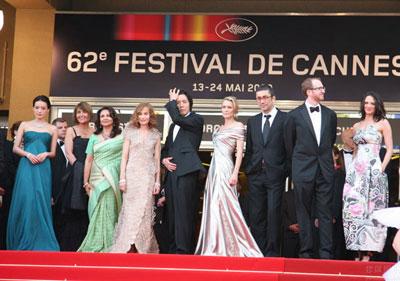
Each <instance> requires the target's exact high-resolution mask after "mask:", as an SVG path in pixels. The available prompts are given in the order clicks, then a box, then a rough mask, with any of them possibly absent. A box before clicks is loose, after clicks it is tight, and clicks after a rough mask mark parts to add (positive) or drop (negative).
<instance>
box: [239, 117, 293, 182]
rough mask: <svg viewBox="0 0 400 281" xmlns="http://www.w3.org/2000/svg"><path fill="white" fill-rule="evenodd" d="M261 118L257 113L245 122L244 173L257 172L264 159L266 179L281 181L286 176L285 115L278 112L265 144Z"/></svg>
mask: <svg viewBox="0 0 400 281" xmlns="http://www.w3.org/2000/svg"><path fill="white" fill-rule="evenodd" d="M262 118H263V114H262V113H259V114H257V115H255V116H253V117H251V118H250V119H249V120H248V121H247V136H246V154H245V157H244V167H245V172H246V174H253V173H257V172H259V171H260V170H261V168H262V167H261V164H262V160H263V159H264V163H265V166H266V171H267V178H268V179H269V180H283V179H284V178H285V177H286V174H287V173H286V171H287V154H286V148H285V143H284V141H283V137H284V126H285V123H286V119H287V113H286V112H282V111H280V110H278V112H277V114H276V116H275V118H274V121H273V122H272V126H271V129H270V131H269V134H268V138H267V142H266V144H264V142H263V136H262V130H261V127H262V125H261V124H262Z"/></svg>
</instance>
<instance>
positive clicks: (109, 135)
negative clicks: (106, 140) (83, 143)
mask: <svg viewBox="0 0 400 281" xmlns="http://www.w3.org/2000/svg"><path fill="white" fill-rule="evenodd" d="M101 136H102V137H103V139H104V140H108V139H109V138H111V137H110V135H109V134H108V135H106V134H104V133H101Z"/></svg>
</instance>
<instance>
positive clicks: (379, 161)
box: [343, 92, 393, 260]
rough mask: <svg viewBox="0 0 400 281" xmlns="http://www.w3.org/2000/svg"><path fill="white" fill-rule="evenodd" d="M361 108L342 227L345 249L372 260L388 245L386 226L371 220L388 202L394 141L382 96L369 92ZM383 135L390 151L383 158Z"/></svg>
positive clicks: (366, 95)
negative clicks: (345, 245)
mask: <svg viewBox="0 0 400 281" xmlns="http://www.w3.org/2000/svg"><path fill="white" fill-rule="evenodd" d="M360 111H361V121H360V122H358V123H356V124H355V125H354V126H353V130H354V136H353V142H354V144H355V147H356V149H355V152H354V158H353V161H352V163H351V165H350V167H348V169H347V172H346V182H345V185H344V188H343V227H344V234H345V240H346V248H347V249H348V250H352V251H358V252H359V257H358V258H357V259H360V258H361V259H363V260H369V257H370V256H371V255H372V252H382V250H383V247H384V245H385V240H386V230H387V229H386V227H385V226H383V225H382V224H380V223H378V222H377V220H375V219H372V217H371V214H372V213H373V212H374V211H376V210H380V209H383V208H386V207H387V205H388V180H387V175H386V174H385V172H384V171H385V168H386V166H387V165H388V163H389V161H390V158H391V155H392V151H393V140H392V132H391V128H390V124H389V122H388V120H387V119H386V117H385V109H384V106H383V102H382V100H381V98H380V97H379V95H377V94H376V93H372V92H370V93H367V95H366V96H365V97H364V98H363V100H362V102H361V110H360ZM383 138H384V139H385V144H386V149H387V150H386V154H385V157H384V159H383V161H381V159H380V157H379V152H380V148H381V143H382V140H383Z"/></svg>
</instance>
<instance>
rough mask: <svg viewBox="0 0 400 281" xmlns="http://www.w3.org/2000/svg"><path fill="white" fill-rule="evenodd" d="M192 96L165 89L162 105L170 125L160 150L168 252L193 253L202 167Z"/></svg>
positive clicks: (173, 252) (186, 93)
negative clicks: (169, 243) (170, 118)
mask: <svg viewBox="0 0 400 281" xmlns="http://www.w3.org/2000/svg"><path fill="white" fill-rule="evenodd" d="M192 106H193V99H192V98H191V96H190V95H189V94H188V93H186V92H185V91H183V90H178V89H176V88H174V89H171V90H170V91H169V102H167V104H166V105H165V108H166V109H167V111H168V113H169V115H170V117H171V119H172V122H173V124H171V126H170V128H169V132H168V136H167V139H166V142H165V146H164V148H163V150H162V154H161V159H162V164H163V165H164V166H165V168H166V169H167V173H166V178H165V184H166V200H167V206H168V207H167V210H168V223H169V236H170V253H177V254H193V252H194V247H195V244H194V242H195V237H194V235H195V223H196V212H197V206H198V204H199V190H198V185H197V180H198V173H199V171H200V170H202V169H203V166H202V164H201V160H200V158H199V155H198V149H199V147H200V142H201V137H202V135H203V124H204V120H203V117H201V116H200V115H199V114H196V113H194V112H192Z"/></svg>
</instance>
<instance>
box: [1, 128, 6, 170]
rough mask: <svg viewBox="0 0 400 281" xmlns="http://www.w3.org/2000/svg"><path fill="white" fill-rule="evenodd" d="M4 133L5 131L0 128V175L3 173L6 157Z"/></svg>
mask: <svg viewBox="0 0 400 281" xmlns="http://www.w3.org/2000/svg"><path fill="white" fill-rule="evenodd" d="M6 135H7V131H4V130H0V175H2V174H3V173H4V171H5V167H6V159H5V155H4V151H5V149H6Z"/></svg>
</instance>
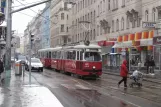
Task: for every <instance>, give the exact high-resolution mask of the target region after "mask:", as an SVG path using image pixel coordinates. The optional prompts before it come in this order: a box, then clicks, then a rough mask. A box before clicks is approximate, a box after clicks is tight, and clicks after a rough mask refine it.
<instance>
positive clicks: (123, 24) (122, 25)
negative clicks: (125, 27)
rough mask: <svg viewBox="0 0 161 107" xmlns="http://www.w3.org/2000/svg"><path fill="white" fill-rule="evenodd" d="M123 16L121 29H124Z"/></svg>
mask: <svg viewBox="0 0 161 107" xmlns="http://www.w3.org/2000/svg"><path fill="white" fill-rule="evenodd" d="M124 23H125V22H124V18H122V19H121V30H124Z"/></svg>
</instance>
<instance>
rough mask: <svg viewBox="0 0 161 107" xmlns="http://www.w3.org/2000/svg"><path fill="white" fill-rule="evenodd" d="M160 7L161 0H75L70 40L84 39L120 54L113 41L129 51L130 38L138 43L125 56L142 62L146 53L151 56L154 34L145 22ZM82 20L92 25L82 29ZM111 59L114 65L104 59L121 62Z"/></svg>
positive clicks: (119, 62)
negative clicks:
-----
◆ Your objective
The answer must consist only of the lines from the beginning of the entries above through the line that holds "box: [239, 117, 293, 182]", reproduced exactly and without pictures.

◆ Solution below
Each <instance> requires the target's exact high-resolution mask after "mask:", as an SVG path in pixels. The available prompts are given in the order clicks, then a box, then a rough mask, with any of them possibly absent. A box before clicks is loose, after clicks it is tight, and clicks after a rough mask mark parts to add (positive) or drop (negative).
<instance>
box: [239, 117, 293, 182]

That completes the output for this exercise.